Coordinate annotation records:
·····
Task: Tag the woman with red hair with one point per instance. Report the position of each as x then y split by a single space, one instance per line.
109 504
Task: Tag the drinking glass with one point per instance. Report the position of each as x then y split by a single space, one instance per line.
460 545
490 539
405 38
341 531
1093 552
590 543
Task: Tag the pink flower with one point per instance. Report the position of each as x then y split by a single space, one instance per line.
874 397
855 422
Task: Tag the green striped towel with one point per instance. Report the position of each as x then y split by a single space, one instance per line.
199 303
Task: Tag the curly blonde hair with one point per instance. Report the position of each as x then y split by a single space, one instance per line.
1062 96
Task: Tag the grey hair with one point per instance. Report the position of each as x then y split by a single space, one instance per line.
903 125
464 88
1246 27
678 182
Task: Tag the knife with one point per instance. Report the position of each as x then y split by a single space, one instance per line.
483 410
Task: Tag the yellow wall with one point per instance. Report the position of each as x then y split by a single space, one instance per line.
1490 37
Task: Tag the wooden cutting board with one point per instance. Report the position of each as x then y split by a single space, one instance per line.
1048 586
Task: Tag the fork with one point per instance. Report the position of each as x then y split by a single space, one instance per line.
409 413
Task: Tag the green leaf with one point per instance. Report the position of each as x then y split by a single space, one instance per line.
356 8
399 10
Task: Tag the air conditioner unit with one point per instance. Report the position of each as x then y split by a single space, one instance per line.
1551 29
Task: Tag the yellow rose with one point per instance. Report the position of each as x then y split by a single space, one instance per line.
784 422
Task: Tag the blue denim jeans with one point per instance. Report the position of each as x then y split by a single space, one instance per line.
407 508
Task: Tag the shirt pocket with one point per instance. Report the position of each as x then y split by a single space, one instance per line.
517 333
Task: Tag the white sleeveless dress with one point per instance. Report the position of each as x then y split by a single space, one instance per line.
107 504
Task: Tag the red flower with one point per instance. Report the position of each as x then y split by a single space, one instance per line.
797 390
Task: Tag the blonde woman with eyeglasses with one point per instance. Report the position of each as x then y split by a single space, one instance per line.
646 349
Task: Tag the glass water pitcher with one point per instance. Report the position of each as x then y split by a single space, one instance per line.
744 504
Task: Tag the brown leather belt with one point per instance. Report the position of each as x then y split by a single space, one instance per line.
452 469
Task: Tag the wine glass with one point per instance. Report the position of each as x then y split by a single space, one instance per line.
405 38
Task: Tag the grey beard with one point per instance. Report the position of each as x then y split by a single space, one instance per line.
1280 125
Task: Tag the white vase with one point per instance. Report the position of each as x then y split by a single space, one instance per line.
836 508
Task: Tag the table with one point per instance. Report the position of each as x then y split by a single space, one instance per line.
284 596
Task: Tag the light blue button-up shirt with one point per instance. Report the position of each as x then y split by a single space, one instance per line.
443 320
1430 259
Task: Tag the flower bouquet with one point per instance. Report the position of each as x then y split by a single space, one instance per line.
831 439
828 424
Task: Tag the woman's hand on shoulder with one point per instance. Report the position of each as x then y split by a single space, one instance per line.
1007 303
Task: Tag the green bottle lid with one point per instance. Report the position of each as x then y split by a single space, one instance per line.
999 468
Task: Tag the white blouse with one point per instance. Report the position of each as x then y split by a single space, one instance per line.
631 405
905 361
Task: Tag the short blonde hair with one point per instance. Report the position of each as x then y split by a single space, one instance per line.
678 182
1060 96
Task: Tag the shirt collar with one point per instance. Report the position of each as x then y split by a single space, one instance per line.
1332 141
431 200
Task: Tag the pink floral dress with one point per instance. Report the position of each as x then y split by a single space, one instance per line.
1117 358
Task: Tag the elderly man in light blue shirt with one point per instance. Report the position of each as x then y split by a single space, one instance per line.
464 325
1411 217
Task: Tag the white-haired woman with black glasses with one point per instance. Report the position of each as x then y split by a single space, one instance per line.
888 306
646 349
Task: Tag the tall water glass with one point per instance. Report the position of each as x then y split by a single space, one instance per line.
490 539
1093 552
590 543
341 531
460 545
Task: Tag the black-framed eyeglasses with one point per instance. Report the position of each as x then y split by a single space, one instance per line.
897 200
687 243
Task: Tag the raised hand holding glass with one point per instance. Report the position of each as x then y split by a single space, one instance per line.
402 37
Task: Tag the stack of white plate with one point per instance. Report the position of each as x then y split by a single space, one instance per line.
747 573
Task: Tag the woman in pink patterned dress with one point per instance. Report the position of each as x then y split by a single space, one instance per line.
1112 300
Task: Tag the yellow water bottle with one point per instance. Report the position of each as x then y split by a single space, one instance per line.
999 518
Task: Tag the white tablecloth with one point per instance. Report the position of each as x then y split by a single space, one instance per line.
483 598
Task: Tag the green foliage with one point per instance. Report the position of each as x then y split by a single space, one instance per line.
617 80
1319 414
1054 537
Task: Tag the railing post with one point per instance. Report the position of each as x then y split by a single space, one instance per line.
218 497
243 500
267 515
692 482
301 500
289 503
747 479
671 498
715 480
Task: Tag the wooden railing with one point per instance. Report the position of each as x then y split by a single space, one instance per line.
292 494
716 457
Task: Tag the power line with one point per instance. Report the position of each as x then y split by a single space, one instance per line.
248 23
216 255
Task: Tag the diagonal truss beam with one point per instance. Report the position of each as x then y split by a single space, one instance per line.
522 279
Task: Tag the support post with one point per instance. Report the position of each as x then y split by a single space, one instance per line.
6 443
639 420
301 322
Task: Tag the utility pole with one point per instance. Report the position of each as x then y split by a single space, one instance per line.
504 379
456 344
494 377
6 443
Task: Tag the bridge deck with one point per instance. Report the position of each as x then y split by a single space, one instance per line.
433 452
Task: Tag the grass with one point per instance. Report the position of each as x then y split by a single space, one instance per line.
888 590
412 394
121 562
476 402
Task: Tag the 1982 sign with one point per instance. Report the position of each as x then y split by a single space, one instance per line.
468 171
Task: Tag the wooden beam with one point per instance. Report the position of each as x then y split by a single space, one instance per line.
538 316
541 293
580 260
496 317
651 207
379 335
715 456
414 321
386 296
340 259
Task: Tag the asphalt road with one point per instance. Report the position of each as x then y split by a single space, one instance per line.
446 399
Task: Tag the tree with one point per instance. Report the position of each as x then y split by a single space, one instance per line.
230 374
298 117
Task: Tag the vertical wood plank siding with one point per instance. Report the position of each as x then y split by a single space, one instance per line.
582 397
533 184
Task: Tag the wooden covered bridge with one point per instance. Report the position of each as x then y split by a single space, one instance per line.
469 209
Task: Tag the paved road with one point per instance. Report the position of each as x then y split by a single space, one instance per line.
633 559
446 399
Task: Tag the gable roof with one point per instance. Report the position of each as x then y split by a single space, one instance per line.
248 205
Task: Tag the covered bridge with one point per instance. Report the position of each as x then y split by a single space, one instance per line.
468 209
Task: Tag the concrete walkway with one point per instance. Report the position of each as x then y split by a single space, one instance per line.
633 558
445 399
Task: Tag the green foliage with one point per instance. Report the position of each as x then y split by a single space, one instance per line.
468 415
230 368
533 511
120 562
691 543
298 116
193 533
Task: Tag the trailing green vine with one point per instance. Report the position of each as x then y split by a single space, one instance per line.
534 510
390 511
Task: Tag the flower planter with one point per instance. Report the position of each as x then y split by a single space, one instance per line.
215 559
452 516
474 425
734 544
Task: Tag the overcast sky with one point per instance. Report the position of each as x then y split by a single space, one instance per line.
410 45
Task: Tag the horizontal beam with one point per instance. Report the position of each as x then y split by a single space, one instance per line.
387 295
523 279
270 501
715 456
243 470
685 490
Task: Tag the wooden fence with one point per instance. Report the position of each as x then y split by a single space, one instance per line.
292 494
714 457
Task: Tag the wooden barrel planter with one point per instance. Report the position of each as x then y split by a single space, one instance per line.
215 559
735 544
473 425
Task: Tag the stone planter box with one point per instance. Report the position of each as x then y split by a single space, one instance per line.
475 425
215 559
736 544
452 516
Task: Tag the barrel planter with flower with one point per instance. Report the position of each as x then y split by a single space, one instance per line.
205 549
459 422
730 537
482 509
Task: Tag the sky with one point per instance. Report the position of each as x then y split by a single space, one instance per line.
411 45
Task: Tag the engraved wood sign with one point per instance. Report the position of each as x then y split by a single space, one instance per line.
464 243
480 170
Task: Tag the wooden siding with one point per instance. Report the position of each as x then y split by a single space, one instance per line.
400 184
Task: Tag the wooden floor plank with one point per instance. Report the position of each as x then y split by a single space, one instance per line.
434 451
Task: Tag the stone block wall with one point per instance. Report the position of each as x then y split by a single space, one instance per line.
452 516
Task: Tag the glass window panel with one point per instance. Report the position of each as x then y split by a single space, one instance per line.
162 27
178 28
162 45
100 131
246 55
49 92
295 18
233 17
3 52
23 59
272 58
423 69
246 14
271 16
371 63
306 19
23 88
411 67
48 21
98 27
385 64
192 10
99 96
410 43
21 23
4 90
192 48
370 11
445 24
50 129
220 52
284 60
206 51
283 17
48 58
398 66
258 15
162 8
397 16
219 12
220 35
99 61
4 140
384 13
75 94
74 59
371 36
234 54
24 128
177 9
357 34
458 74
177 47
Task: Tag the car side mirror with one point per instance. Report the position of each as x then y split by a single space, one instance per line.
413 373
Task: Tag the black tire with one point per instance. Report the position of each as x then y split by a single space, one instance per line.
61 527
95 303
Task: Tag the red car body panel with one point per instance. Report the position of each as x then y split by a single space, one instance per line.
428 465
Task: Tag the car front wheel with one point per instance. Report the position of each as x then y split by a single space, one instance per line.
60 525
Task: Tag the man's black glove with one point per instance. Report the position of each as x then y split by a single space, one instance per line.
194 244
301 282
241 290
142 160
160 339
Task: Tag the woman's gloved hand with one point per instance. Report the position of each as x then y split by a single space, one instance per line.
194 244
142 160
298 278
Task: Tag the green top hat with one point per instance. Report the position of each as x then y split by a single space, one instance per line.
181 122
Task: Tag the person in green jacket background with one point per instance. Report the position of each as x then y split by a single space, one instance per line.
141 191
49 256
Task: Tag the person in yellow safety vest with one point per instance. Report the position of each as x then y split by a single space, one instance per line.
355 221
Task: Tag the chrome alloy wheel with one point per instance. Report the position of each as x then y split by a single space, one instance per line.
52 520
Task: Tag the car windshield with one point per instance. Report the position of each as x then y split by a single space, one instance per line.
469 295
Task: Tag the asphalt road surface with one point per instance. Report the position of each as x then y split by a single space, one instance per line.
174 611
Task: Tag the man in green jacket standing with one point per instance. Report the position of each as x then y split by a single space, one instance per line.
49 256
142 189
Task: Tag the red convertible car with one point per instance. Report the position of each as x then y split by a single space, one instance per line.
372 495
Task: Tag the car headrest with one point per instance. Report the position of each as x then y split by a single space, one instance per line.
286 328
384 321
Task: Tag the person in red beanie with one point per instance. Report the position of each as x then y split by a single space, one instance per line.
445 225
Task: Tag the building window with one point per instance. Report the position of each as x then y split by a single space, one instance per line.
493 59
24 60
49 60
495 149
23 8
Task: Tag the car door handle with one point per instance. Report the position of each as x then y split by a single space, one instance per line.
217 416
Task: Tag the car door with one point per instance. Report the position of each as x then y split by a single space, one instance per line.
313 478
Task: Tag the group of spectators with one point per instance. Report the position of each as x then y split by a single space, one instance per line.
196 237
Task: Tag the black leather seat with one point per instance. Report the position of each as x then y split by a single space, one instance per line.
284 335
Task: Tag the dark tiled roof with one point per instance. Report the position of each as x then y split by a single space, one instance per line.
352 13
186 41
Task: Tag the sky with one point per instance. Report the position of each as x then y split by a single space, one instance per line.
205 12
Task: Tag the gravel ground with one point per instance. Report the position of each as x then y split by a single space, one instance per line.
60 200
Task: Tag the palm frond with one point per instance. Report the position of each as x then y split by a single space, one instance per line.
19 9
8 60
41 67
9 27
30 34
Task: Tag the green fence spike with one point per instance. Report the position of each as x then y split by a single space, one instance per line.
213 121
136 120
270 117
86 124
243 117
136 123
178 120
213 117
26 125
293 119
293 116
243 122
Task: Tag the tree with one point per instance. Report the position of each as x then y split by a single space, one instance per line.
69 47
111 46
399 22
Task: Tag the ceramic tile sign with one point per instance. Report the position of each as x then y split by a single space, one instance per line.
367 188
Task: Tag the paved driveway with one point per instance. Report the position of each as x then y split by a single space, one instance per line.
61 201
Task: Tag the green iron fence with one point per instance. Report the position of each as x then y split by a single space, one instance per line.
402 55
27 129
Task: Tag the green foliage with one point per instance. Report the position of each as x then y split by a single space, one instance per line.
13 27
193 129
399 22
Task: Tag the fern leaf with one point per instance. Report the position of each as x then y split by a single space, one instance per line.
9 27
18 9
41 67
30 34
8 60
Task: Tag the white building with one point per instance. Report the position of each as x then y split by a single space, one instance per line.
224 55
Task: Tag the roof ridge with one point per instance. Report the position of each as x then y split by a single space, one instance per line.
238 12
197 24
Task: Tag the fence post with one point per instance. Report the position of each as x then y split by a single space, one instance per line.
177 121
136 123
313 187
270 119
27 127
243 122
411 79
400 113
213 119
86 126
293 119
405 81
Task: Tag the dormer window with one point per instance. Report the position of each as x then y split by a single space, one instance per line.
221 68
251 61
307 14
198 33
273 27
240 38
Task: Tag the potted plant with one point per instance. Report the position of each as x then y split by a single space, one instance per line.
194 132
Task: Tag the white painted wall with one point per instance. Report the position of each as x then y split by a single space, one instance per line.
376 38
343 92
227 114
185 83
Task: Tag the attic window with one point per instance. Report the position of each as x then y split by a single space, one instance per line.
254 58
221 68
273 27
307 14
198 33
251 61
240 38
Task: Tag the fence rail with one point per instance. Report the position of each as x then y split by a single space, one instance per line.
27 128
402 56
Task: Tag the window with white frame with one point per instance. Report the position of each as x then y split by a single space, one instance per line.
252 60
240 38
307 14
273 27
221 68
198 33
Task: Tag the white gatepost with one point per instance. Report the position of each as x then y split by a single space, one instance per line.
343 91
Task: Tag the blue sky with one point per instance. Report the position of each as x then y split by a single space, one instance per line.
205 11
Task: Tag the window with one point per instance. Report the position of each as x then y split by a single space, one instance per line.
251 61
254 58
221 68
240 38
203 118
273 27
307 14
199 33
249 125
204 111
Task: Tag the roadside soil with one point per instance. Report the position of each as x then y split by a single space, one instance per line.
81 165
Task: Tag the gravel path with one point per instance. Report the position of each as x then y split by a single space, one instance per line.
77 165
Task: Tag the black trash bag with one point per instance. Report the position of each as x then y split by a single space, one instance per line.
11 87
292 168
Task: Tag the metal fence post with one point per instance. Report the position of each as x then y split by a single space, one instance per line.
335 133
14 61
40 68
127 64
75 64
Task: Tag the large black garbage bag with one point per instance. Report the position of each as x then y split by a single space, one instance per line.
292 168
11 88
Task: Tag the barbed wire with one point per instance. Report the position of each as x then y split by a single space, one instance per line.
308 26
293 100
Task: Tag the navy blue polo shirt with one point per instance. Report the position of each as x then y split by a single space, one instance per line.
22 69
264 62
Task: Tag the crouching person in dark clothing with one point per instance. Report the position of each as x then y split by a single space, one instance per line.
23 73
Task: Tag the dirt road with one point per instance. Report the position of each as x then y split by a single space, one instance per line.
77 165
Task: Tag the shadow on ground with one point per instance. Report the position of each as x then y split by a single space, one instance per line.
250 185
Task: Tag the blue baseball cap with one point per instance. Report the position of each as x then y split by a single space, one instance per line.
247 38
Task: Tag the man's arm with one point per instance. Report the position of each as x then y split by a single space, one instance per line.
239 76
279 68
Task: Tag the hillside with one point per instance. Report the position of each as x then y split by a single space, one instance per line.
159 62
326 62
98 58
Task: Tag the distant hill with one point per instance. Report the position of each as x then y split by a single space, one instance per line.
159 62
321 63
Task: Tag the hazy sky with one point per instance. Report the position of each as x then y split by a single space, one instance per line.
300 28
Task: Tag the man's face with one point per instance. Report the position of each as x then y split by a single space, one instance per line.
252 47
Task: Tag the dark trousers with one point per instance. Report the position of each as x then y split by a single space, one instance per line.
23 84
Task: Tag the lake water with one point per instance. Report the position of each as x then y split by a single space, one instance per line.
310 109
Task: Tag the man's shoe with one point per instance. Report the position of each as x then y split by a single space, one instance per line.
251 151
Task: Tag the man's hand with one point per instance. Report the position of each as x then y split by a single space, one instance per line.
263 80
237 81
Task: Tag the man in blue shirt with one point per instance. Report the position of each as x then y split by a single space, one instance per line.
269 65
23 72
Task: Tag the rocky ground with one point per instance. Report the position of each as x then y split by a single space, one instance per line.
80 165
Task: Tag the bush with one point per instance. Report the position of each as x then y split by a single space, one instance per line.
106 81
·····
** DIRECTIVE **
Take the line holding "Task: Tag the hillside" and all lines after it through the end of the data, and set them down exactly.

** RESULT **
Task: Tag the hillside with one point per instance. Report the position of each as x then y split by a single space, one instance per line.
159 62
326 62
98 58
Task: Tag the distant hill with one point per instance. Report the position of each as x then y split by a single space, one instance per line.
159 62
321 63
Task: Tag the hazy sky with one point per instance. Report the position of each as x then y split by a single space, one instance per line.
300 28
Task: Tag the man's face with one point per instance. Report the position of each as x then y split by a single space, one instance per line.
252 47
Task: Tag the dark trousers with one point per instance. Report the position of each as x then y split by a single space, one instance per line.
23 84
Task: Tag the lake water with one point per instance. Report the position of each as x then y split by a single space, one instance per line.
310 109
Task: Tag the man's shoe with one point per instance. Report the position of each as x then y split by a single space, one instance per line.
251 151
Task: Tag the man's hand with one point per instance. Report the position of each as x then y split by a single space, one instance per line.
263 80
237 81
Task: Tag the man in blue shirt with one point per instance. Report the position of each as x then y split by a single space, one instance per line.
269 65
23 72
Task: Tag the rocky ground with one point per instance. Report the position of each as x then y split by a single space, one instance per line.
80 165
Task: Tag the bush with one point per instance. Report the position of each as x then y split by a single space, one instance per line.
106 81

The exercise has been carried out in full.